▶ [EXCERPT]:
◇ ◇ ◇ ◇ ◇

There’s no situation in which you should be walking up behind someone and kissing their head, Biden-style. But if you’re the type of person who’s more of a literal backslapper, Smith says, the key is to be “extraordinarily overt” about your communication style.
A new manager, Smith says, should tell the team about their touchy-feely tendencies and ask co-workers to let them know upfront—whether in person or via email or simply on a Post-It note—if they don’t like being touched, full-stop. (A similar model is common in yoga classes, wherein teachers will often ask students to raise their hands if they don’t want to be touched for adjustments.) Let your colleagues know that you will happily alter your behavior, and that you actively want to be corrected if you misstep.
But crucially, it’s your job to be aware of other people’s cues. If you lay a hand on someone’s shoulder and feel them tense up, that’s your signal to keep your hands to yourself. Don’t assume that your behavior is acceptable just because no one is saying otherwise. “People who are in positions of power need to be hyper vigilant in this day and age about touching other people,” Smith says.

◇ ◇ ◇ ◇ ◇

▶ [RAW DATA]:
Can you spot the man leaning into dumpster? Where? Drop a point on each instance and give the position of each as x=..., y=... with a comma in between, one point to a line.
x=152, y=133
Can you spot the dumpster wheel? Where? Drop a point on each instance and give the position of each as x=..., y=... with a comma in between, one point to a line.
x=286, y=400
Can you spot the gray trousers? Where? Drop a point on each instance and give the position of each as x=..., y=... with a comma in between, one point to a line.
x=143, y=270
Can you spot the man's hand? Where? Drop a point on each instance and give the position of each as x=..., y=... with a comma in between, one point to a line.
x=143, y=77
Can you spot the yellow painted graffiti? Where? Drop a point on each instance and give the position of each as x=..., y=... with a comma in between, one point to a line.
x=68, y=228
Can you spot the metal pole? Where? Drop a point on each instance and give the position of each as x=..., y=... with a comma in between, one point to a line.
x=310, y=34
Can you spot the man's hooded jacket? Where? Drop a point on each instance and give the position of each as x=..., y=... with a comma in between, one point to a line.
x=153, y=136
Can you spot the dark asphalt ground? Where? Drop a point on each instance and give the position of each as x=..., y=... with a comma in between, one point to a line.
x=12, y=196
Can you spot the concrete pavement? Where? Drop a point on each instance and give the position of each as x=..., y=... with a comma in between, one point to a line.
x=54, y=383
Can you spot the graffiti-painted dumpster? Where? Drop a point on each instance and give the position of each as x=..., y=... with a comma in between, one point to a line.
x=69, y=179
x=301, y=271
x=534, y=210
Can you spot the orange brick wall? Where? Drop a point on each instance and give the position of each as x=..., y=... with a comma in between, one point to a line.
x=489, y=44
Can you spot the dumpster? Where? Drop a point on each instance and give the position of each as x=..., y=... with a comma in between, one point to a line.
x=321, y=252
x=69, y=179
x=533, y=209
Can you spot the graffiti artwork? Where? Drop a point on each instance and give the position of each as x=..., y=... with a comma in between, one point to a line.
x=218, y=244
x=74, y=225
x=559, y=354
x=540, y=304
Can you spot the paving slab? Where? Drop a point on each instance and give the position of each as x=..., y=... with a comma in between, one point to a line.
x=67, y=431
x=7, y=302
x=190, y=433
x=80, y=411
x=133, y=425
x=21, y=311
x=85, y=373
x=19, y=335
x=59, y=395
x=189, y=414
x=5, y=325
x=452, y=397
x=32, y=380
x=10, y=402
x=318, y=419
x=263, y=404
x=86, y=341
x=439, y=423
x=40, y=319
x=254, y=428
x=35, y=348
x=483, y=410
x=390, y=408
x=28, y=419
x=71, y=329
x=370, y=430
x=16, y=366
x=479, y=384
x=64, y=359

◇ ◇ ◇ ◇ ◇

In the excerpt on touching at work, what should you do if you lay a hand on someone's shoulder and feel them tense up? The items have no role in this.

Keep your hands to yourself.